WHAT IS NEEDED
Can you reproduce the listing from the line with "of the folded" through its end, substituting "concrete ledge" for "stone ledge" and changing nothing else?

>> START

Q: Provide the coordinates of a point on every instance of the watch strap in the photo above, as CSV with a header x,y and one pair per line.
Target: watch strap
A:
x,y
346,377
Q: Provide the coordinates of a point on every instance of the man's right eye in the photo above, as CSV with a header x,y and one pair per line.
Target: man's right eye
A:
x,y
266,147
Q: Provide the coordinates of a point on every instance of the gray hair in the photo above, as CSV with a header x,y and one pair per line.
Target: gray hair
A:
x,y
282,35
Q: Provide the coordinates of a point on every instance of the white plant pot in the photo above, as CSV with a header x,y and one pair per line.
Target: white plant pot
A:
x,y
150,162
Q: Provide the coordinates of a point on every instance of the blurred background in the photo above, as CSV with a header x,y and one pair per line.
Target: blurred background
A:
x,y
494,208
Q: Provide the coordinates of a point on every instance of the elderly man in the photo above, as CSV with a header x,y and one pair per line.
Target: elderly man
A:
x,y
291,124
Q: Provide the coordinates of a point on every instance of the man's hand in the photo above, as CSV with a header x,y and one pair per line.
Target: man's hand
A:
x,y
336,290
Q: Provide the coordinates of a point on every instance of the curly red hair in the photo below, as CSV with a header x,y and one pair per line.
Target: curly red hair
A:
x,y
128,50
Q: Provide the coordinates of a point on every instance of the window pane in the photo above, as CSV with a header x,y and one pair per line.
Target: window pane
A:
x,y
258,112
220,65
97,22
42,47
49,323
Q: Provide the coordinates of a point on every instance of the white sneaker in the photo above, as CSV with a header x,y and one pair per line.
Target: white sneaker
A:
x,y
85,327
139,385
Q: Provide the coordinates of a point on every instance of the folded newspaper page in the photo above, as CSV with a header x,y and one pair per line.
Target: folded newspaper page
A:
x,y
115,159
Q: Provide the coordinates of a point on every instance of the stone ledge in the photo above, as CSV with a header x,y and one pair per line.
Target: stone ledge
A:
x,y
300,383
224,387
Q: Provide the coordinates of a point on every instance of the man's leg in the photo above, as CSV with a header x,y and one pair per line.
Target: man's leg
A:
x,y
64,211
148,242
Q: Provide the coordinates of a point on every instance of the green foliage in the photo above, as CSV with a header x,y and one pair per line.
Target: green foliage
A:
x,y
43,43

>> END

THE SOLUTION
Q: Provide the coordinates of a point on every instance of the folded newspaper page in the photo above, as CSV with a header x,y and one pair per line.
Target: folded newspaper page
A:
x,y
115,159
Q: Provide the coordinates of a point on every instance of the concrete ledge in the photo above, as CSV with a header x,y and one pair per line.
Target: concrete ledge
A:
x,y
300,383
224,387
Q: Provide the coordinates of a point on every instance of the man's leg in the photo above, as CSV with a header x,y and one pair per line.
Target: man's leg
A:
x,y
64,211
148,242
Q: Provide the coordinates of a point on every instance of the green foliage in the photo above, as CSV with a header x,y and one pair per line.
Target: green foliage
A:
x,y
43,43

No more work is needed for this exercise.